## WRITTEN PROBLEM
Count the lines in the items below that contain the word "tree", and reply with only that number.

============================================================

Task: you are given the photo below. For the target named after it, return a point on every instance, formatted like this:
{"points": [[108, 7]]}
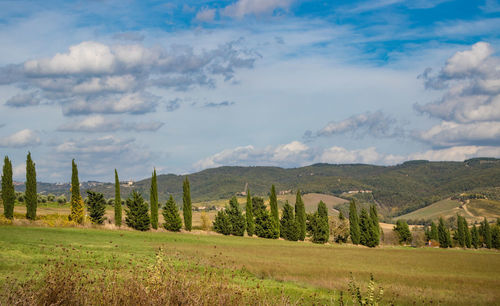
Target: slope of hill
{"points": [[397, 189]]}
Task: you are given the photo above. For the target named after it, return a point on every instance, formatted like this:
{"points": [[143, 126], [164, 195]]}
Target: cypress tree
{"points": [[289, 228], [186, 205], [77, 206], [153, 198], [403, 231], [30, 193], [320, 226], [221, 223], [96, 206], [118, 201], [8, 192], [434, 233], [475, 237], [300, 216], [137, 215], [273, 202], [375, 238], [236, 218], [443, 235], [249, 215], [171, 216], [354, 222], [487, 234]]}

============================================================

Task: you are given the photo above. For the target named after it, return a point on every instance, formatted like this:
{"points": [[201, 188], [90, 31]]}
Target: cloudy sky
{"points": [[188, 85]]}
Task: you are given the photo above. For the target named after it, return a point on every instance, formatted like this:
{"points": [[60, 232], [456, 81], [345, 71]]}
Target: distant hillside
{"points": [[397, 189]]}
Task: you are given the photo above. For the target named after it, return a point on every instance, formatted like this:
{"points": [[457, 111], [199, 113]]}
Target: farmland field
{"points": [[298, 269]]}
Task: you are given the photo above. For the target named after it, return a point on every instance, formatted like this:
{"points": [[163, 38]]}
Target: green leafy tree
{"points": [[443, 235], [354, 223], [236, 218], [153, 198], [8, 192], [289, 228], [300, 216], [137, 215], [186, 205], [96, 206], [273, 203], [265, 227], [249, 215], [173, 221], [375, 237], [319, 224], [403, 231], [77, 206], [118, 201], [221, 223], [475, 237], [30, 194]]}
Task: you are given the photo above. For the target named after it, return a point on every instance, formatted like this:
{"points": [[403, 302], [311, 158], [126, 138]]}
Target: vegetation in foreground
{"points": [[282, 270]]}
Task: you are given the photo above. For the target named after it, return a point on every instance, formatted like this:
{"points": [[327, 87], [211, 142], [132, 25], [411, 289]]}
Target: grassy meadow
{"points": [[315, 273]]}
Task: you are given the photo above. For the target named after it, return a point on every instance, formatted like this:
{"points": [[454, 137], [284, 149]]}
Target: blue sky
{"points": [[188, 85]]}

============================================================

## ANSWER FOR THE TASK
2